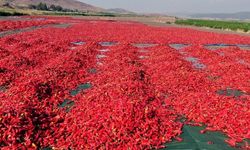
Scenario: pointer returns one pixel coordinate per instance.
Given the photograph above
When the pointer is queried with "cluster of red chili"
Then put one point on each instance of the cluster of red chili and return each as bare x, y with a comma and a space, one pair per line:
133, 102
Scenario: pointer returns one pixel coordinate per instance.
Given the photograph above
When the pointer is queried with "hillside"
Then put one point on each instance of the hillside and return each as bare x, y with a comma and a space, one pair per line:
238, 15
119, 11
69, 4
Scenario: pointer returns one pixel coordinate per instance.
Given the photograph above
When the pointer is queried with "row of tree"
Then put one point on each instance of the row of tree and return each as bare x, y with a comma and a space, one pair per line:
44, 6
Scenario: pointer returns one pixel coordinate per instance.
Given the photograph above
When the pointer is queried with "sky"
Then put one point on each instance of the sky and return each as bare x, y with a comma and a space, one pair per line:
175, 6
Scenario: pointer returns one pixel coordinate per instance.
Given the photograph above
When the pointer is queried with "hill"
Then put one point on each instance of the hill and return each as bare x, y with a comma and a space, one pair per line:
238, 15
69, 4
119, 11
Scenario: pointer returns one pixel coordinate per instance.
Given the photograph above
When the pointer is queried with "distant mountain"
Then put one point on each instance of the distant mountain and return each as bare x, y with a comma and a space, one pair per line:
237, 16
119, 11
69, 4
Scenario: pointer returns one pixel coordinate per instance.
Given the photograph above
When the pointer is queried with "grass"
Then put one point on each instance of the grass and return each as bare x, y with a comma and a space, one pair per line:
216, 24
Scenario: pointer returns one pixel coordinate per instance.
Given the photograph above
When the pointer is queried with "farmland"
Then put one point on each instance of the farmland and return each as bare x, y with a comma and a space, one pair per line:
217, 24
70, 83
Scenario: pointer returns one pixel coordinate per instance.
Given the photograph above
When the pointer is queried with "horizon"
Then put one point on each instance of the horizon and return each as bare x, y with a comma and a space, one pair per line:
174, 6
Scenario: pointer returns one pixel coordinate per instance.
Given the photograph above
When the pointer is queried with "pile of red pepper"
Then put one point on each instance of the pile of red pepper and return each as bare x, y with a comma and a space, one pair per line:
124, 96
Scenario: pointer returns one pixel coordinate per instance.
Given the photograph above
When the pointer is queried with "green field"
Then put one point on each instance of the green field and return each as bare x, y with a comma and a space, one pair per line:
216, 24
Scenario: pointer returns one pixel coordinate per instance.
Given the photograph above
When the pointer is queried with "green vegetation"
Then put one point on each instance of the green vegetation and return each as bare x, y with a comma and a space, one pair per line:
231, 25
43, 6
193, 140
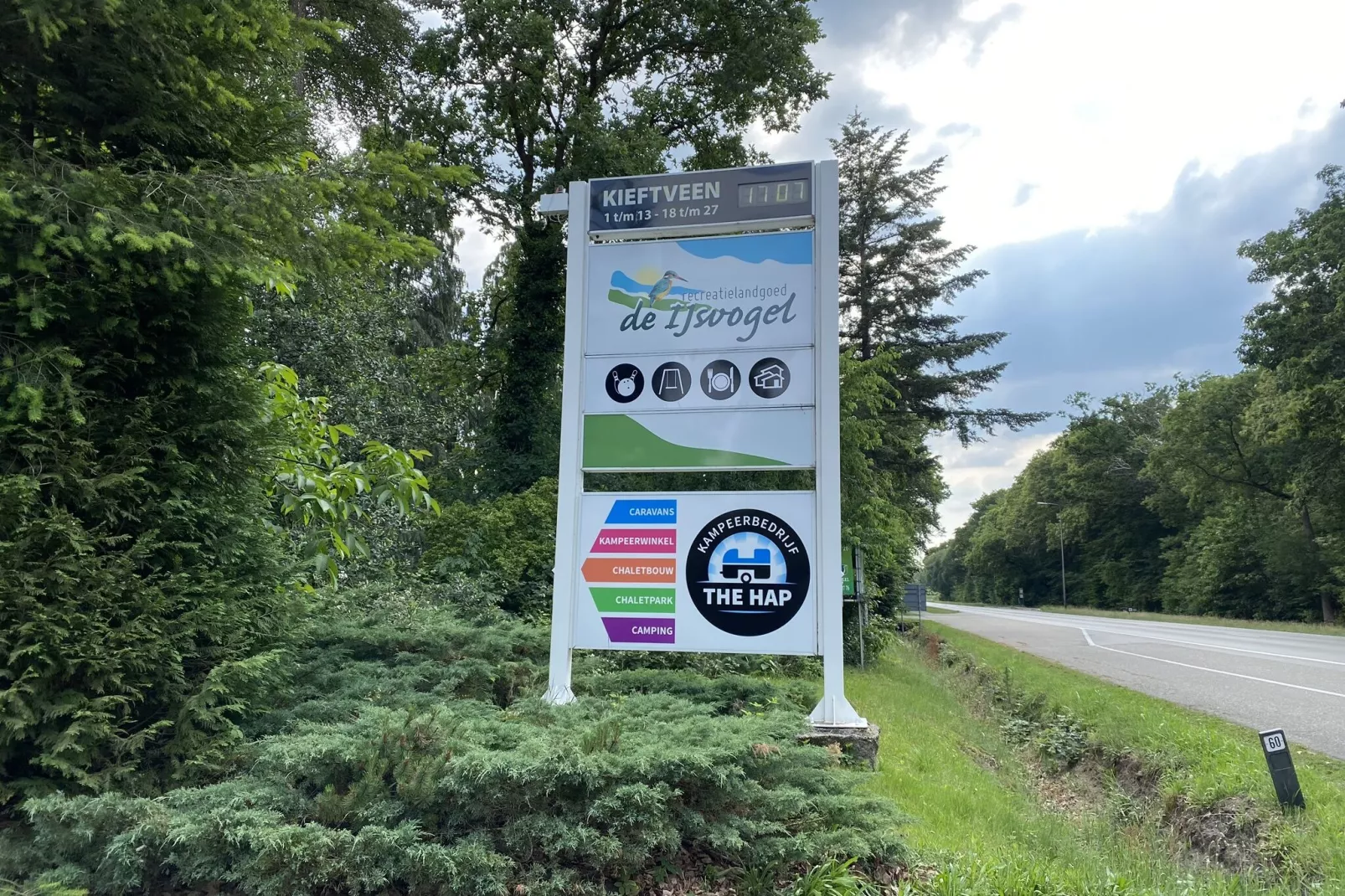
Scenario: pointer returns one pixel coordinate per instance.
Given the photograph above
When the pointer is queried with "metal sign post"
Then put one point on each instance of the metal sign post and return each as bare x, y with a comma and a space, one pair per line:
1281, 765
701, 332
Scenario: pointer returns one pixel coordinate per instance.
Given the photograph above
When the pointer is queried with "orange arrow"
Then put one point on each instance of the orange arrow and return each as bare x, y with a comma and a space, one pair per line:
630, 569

▸ **TASK GOAL**: Write out the records above exactly as they stand, leaving out every picture.

▸ **SOLUTION TO THE EXERCISE**:
Scenario: pointer returns one pixel coordinate per instance.
Given the photograph above
When the pointer is queried with "cluster of red chili"
Then put one point on each instance of the cluster of red chili and return each as bare x, y with a comma and a space, one pair per line:
133, 102
Scenario: pointer returns one pixel coordinate per instance.
Given the photograph above
When the pointer is queried with "hillside"
Then put one point on each instance of the hillside and return each as bare x, y with a comma and a space, one pair per line:
238, 15
119, 11
69, 4
Scenario: pointer returns one pixel coordinate per instance.
Given the photograph above
When the pointer is queried with "row of tree"
Then put one point on each instance of the row of tree and return each as bare x, y with a comma and a space, one pair per line:
44, 6
Scenario: pointer returns one pixel coordinate per instance.
Given the photograph above
When the pointer is queried with "sky"
Then put one point on each instance of the sky and return each as bare x, y with a comma and a space, one pair per line:
175, 6
Scenario: pointer returns one pixel coordinate per instance.
Given the photograph above
When the pointer is queried with "hill"
Then put one point on each instance of the hill and return each as bare x, y with a comma and a space, one pair per line:
238, 15
69, 4
119, 11
Scenario: pointer returns one pixel coordinate per instance.
Given the photograph above
When the pointer is queried with "distant mountain"
Then put one point on each instance of the distant mountain and return each as bare x, y with a comma and a space, one pair per line:
237, 16
119, 11
69, 4
Scenario: pointer returns one pixel coordinate per instance.
Given the photograph above
When the pointer is queried with "grass"
Then put one point on each instance of the grass and return each as bare x, y with a comma and a space, one pair per line:
216, 24
Scenario: pointer returns one pixel coordinate per instance.
Given the photograph above
When the pointer is queried with "farmland"
Then put one point on each instance of the farmland and return each as bare x, y with a comma and a space, one pair per line:
217, 24
70, 83
Scenario: pointer returns one pixel coordinate per instance.
Given the photograph above
When the pointer is queried with "horizon"
Then put one point on each instance of the horizon and return each as bare x, y with a comma and a space, one pair per line:
174, 6
Scenario: pointer returns one pixel coordinate per instance.
Given the photograph above
When the pointer is queried with "pile of red pepper"
Then put one point on each instance of the pile of red pepper and return each as bare x, y with a comma and a space, one pair per line:
124, 96
Scenario: pointer returns one pixel coordinate per instance.
Given the photograph above
When the pointer is queried with "green field"
Then put one point on each instance of the green field and return each as bare x, y with a comma and a space, one pair per line:
216, 24
Scenario: pointer returns one pixel coordinate per instance.
Given the photograph above
When the pointer is queried with "green vegetation"
Then put one point on each instance of the green vegetation and return each as bare x, y with a comma and a space, one pair per line:
231, 25
43, 6
193, 140
Scenario: pointer returns one pixel coordinate per instance.
Given the photograph above
When the pointer is queried with "metal sign post"
Then put one point on each instance of the metal sign post and return each as bare x, y with a comma and a space, one pair per line:
1281, 765
701, 332
Scenario: pointer returns one pixel coordinate per instance.
Given the photograph above
When the pointer is queried with "orange arrow"
Then put one point on each instance of the orange arrow and return each as bare x, y with a comma and a space, one pair per line:
630, 569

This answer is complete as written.